As a large population of patients with epilepsy ages, risk of hyponatremia has become an important clinical concern, in which monitoring of serum sodium levels when receiving antiseizure medications or antipsychotics (ASMs) may help identify and minimize the risk of hyponatremia in patients with epilepsy.

“Although hyponatremia is a frequent problem associated with epilepsy, to our knowledge, the number of cases and annual incidence rates have not been previously reported,” wrote the researchers of the study. “In our cohort, during the 15-year study period, the overall incidence remained unchanged in pediatric and adult patients but increased significantly in older adult patients.”

The retrospective cohort study is published in Heliyon Open Access.

The study enrolled a total of 26,179 patients with serum sodium levels measured between January 2006 and December 2020, and included 14,620 patients who were enrolled in a previous study between January 2006 to December 2017.

The researchers obtained patient information, including age, sex, body weight, clinical symptoms, concomitant ASM treatment, ASM dose and concentration, and other laboratory information. Furthermore, serum sodium level was measured multiple times in most patients and used the lowest sodium level for patients with a changed ASM regimen during the study period. Moderate to severe hyponatremia was defined as serum sodium levels less than 130 mEq/L.

Patients were grouped by age: 0 to 15 years (n = 8598), 16 to 64 years (n = 16,476), and 65 years and older (n = 1105), in which the researchers measured potential risk factors, the incidence rate between patients with and without hyponatremia, factors with a significant influence on developing hyponatremia, and performed a logistic regression analysis and multiple logistic regression analysis to calculate the crude odds ratio and adjusted odds ratios.

The analysis revealed that between 2006 to 2020, 677 (2.6%) patients developed moderate to severe hyponatremia, with an incidence of 3.1 per 1000 person-years (95% CI, 2.2-3.9) in the pediatric group, 19.8 per 1000 person-years (95% CI, 18.7-20.9) in the adult group, and 50.4 per 1000 person-years (95% CI, 43.3-57.5) in the older adult group.

DATA EXCERPTS »
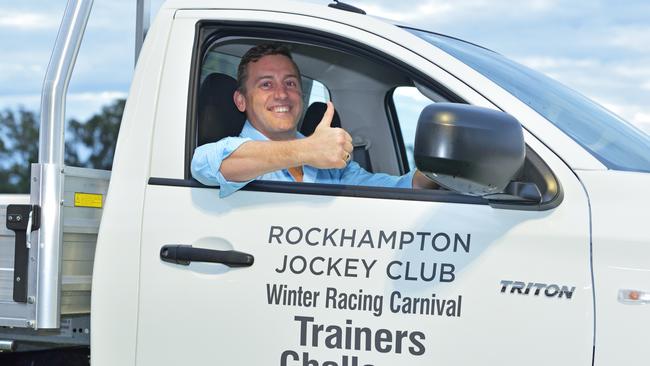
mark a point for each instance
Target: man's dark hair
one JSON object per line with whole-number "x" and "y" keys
{"x": 254, "y": 55}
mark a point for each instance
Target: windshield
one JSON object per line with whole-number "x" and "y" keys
{"x": 613, "y": 141}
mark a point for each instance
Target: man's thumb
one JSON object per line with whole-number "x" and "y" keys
{"x": 327, "y": 116}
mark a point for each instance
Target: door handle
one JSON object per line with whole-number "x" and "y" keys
{"x": 185, "y": 254}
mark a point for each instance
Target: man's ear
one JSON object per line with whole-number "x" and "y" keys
{"x": 240, "y": 101}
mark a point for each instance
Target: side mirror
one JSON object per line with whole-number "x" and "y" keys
{"x": 468, "y": 149}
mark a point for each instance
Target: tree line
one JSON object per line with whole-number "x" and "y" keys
{"x": 89, "y": 144}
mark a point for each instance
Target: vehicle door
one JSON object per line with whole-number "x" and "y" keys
{"x": 348, "y": 275}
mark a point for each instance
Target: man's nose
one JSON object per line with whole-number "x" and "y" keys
{"x": 281, "y": 91}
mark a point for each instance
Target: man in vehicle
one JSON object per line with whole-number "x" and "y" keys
{"x": 270, "y": 147}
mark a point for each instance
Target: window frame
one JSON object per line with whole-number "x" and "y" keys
{"x": 207, "y": 32}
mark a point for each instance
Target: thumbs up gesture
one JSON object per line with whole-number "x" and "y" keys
{"x": 328, "y": 147}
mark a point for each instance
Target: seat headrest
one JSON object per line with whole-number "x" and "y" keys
{"x": 313, "y": 115}
{"x": 218, "y": 117}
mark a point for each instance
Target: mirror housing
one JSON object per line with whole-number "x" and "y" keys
{"x": 469, "y": 149}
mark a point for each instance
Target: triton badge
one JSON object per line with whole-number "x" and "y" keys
{"x": 535, "y": 288}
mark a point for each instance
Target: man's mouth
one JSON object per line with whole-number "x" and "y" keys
{"x": 280, "y": 109}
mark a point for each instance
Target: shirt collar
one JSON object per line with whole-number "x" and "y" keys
{"x": 251, "y": 132}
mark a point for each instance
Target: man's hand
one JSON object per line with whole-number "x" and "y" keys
{"x": 327, "y": 147}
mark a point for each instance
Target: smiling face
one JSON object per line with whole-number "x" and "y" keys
{"x": 273, "y": 97}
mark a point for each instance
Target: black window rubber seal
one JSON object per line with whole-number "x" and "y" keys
{"x": 340, "y": 190}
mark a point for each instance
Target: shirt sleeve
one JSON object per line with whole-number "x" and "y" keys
{"x": 354, "y": 174}
{"x": 206, "y": 164}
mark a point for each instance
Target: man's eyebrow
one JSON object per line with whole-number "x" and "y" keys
{"x": 271, "y": 77}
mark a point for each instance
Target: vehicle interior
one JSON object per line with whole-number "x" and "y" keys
{"x": 376, "y": 101}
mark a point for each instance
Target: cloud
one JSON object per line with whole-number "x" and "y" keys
{"x": 424, "y": 10}
{"x": 28, "y": 20}
{"x": 78, "y": 105}
{"x": 630, "y": 37}
{"x": 549, "y": 63}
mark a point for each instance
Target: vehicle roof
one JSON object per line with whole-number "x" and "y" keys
{"x": 301, "y": 8}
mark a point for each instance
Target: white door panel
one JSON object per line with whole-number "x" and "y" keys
{"x": 222, "y": 315}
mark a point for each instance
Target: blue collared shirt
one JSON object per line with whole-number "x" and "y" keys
{"x": 206, "y": 164}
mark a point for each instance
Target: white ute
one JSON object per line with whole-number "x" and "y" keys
{"x": 536, "y": 253}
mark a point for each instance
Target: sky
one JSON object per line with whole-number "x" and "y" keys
{"x": 599, "y": 48}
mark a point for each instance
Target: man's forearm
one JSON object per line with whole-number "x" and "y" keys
{"x": 255, "y": 158}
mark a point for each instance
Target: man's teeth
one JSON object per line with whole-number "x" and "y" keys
{"x": 281, "y": 109}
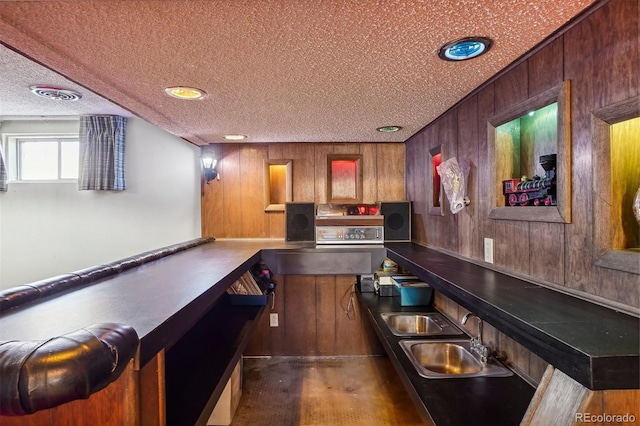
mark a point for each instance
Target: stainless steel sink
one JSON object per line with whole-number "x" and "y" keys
{"x": 438, "y": 359}
{"x": 411, "y": 324}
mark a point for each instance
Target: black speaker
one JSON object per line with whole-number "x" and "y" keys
{"x": 300, "y": 222}
{"x": 397, "y": 221}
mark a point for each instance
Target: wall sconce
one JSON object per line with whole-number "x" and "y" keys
{"x": 209, "y": 163}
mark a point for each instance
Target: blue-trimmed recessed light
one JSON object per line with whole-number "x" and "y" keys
{"x": 389, "y": 129}
{"x": 465, "y": 48}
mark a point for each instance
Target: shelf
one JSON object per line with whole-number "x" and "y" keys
{"x": 616, "y": 177}
{"x": 199, "y": 365}
{"x": 520, "y": 141}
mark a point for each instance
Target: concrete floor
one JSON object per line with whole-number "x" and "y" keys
{"x": 318, "y": 391}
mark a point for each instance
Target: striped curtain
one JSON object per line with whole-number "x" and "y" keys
{"x": 3, "y": 173}
{"x": 102, "y": 153}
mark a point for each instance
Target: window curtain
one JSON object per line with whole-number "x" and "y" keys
{"x": 102, "y": 153}
{"x": 3, "y": 173}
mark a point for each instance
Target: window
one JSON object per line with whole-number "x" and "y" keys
{"x": 37, "y": 158}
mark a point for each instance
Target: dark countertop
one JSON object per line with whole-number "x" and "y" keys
{"x": 596, "y": 346}
{"x": 161, "y": 299}
{"x": 455, "y": 401}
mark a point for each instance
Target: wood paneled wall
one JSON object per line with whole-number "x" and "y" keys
{"x": 311, "y": 309}
{"x": 233, "y": 207}
{"x": 317, "y": 316}
{"x": 599, "y": 54}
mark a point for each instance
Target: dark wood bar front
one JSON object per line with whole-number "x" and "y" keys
{"x": 188, "y": 329}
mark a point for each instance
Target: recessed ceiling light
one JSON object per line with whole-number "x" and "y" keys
{"x": 465, "y": 48}
{"x": 388, "y": 129}
{"x": 184, "y": 92}
{"x": 55, "y": 93}
{"x": 234, "y": 137}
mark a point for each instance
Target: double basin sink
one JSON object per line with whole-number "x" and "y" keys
{"x": 438, "y": 357}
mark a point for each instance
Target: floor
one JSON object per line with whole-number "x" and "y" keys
{"x": 318, "y": 391}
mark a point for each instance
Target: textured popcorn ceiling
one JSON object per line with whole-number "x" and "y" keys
{"x": 275, "y": 70}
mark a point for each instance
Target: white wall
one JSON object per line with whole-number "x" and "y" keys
{"x": 48, "y": 229}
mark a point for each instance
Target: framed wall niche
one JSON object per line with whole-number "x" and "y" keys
{"x": 277, "y": 184}
{"x": 616, "y": 180}
{"x": 436, "y": 204}
{"x": 518, "y": 141}
{"x": 344, "y": 178}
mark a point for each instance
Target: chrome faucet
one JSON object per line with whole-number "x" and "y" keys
{"x": 476, "y": 342}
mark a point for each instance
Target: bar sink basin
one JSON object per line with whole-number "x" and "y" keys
{"x": 412, "y": 324}
{"x": 440, "y": 359}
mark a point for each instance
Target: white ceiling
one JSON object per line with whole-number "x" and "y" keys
{"x": 274, "y": 70}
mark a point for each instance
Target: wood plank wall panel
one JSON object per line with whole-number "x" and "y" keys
{"x": 486, "y": 109}
{"x": 213, "y": 211}
{"x": 233, "y": 207}
{"x": 586, "y": 74}
{"x": 369, "y": 171}
{"x": 231, "y": 223}
{"x": 254, "y": 220}
{"x": 545, "y": 71}
{"x": 447, "y": 135}
{"x": 436, "y": 225}
{"x": 511, "y": 248}
{"x": 275, "y": 218}
{"x": 416, "y": 192}
{"x": 321, "y": 152}
{"x": 599, "y": 54}
{"x": 303, "y": 170}
{"x": 469, "y": 243}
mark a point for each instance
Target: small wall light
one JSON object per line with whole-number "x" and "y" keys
{"x": 209, "y": 163}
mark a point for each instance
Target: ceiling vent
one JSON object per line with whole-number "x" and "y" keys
{"x": 55, "y": 93}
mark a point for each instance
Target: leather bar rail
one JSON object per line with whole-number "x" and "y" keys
{"x": 19, "y": 295}
{"x": 37, "y": 375}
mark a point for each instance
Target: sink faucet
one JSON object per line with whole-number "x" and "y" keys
{"x": 476, "y": 342}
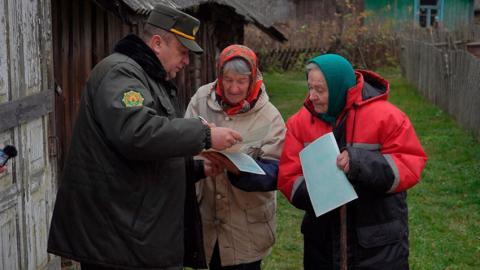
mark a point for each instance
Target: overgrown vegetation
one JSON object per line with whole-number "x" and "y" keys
{"x": 345, "y": 31}
{"x": 444, "y": 207}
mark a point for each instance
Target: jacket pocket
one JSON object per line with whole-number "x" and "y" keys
{"x": 261, "y": 226}
{"x": 381, "y": 235}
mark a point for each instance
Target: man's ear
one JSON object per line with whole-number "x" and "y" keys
{"x": 156, "y": 43}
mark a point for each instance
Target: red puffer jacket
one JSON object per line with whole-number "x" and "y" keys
{"x": 386, "y": 159}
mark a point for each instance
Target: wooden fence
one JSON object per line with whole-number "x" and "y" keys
{"x": 286, "y": 59}
{"x": 448, "y": 76}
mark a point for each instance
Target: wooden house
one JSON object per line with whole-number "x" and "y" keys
{"x": 84, "y": 32}
{"x": 28, "y": 188}
{"x": 47, "y": 49}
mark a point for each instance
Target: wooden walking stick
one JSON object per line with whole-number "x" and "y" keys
{"x": 343, "y": 238}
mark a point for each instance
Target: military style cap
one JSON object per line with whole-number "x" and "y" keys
{"x": 181, "y": 24}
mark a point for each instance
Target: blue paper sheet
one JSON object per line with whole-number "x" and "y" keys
{"x": 327, "y": 185}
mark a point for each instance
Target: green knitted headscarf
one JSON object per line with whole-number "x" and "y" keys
{"x": 340, "y": 77}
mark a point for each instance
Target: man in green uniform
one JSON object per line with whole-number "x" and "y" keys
{"x": 126, "y": 196}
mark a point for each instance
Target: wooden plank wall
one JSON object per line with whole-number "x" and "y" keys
{"x": 447, "y": 77}
{"x": 27, "y": 189}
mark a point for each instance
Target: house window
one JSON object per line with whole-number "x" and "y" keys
{"x": 428, "y": 13}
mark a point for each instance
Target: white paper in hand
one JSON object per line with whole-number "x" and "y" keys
{"x": 327, "y": 185}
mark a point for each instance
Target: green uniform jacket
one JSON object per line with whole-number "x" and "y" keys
{"x": 122, "y": 195}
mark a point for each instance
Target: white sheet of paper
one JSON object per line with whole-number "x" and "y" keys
{"x": 243, "y": 162}
{"x": 327, "y": 185}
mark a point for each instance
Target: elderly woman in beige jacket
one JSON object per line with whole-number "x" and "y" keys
{"x": 238, "y": 208}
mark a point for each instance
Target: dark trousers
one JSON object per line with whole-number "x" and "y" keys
{"x": 215, "y": 263}
{"x": 87, "y": 266}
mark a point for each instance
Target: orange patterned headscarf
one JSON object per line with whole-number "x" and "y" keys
{"x": 245, "y": 53}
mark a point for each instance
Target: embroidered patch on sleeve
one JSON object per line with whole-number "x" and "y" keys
{"x": 132, "y": 99}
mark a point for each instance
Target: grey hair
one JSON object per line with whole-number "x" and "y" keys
{"x": 149, "y": 31}
{"x": 238, "y": 66}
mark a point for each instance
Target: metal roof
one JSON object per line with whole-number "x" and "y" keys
{"x": 254, "y": 11}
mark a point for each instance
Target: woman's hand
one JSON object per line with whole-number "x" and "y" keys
{"x": 220, "y": 161}
{"x": 343, "y": 161}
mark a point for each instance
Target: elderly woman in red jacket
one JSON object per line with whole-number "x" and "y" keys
{"x": 380, "y": 155}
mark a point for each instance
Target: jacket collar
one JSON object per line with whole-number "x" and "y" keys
{"x": 134, "y": 47}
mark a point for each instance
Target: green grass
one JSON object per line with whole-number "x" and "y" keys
{"x": 444, "y": 206}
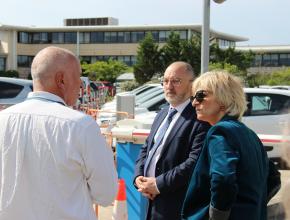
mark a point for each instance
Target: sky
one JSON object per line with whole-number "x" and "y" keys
{"x": 263, "y": 22}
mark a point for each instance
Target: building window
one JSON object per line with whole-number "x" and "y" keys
{"x": 86, "y": 59}
{"x": 85, "y": 37}
{"x": 183, "y": 35}
{"x": 23, "y": 37}
{"x": 70, "y": 37}
{"x": 284, "y": 59}
{"x": 121, "y": 37}
{"x": 2, "y": 63}
{"x": 97, "y": 37}
{"x": 127, "y": 37}
{"x": 57, "y": 38}
{"x": 270, "y": 60}
{"x": 137, "y": 36}
{"x": 24, "y": 61}
{"x": 258, "y": 60}
{"x": 162, "y": 36}
{"x": 113, "y": 37}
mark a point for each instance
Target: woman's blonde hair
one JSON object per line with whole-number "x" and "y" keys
{"x": 226, "y": 88}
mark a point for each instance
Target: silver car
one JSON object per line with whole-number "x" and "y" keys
{"x": 13, "y": 91}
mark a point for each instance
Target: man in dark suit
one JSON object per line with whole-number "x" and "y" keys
{"x": 168, "y": 157}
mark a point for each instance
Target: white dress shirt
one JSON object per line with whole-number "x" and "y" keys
{"x": 155, "y": 157}
{"x": 54, "y": 162}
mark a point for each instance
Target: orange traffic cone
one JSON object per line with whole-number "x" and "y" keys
{"x": 120, "y": 211}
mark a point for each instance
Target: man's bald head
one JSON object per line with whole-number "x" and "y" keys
{"x": 183, "y": 66}
{"x": 49, "y": 61}
{"x": 57, "y": 71}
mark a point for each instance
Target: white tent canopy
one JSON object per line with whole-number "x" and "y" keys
{"x": 125, "y": 77}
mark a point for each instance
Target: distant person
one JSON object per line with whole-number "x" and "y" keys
{"x": 233, "y": 178}
{"x": 54, "y": 162}
{"x": 169, "y": 154}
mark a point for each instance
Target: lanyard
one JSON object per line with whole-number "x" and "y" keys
{"x": 41, "y": 98}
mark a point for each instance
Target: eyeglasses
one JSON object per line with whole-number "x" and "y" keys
{"x": 174, "y": 82}
{"x": 199, "y": 96}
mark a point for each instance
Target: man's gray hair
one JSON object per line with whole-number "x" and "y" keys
{"x": 49, "y": 61}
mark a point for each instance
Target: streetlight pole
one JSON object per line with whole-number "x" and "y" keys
{"x": 205, "y": 35}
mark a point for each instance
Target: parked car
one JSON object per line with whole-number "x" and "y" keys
{"x": 13, "y": 91}
{"x": 268, "y": 114}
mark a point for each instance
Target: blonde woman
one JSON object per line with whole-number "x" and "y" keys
{"x": 230, "y": 180}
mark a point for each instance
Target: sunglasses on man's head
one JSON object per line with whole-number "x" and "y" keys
{"x": 199, "y": 96}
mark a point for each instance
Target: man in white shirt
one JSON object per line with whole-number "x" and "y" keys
{"x": 167, "y": 159}
{"x": 54, "y": 162}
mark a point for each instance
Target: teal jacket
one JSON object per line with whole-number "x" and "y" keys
{"x": 230, "y": 177}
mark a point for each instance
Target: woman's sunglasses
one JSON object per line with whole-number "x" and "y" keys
{"x": 199, "y": 96}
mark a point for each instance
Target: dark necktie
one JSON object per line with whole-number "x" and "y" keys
{"x": 159, "y": 138}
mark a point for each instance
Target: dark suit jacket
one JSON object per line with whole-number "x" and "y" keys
{"x": 230, "y": 177}
{"x": 177, "y": 160}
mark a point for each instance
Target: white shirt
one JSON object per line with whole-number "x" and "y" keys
{"x": 55, "y": 163}
{"x": 155, "y": 157}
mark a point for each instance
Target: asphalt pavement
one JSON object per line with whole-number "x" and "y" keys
{"x": 274, "y": 207}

EXERCISE DETAILS » From the hyponatremia article above, write out the passage that starts with the words "As a large population" and stops after "Heliyon Open Access.", copying it word for word.

RESPONSE TO THIS EXERCISE »
As a large population of patients with epilepsy ages, risk of hyponatremia has become an important clinical concern, in which monitoring of serum sodium levels when receiving antiseizure medications or antipsychotics (ASMs) may help identify and minimize the risk of hyponatremia in patients with epilepsy.

“Although hyponatremia is a frequent problem associated with epilepsy, to our knowledge, the number of cases and annual incidence rates have not been previously reported,” wrote the researchers of the study. “In our cohort, during the 15-year study period, the overall incidence remained unchanged in pediatric and adult patients but increased significantly in older adult patients.”

The retrospective cohort study is published in Heliyon Open Access.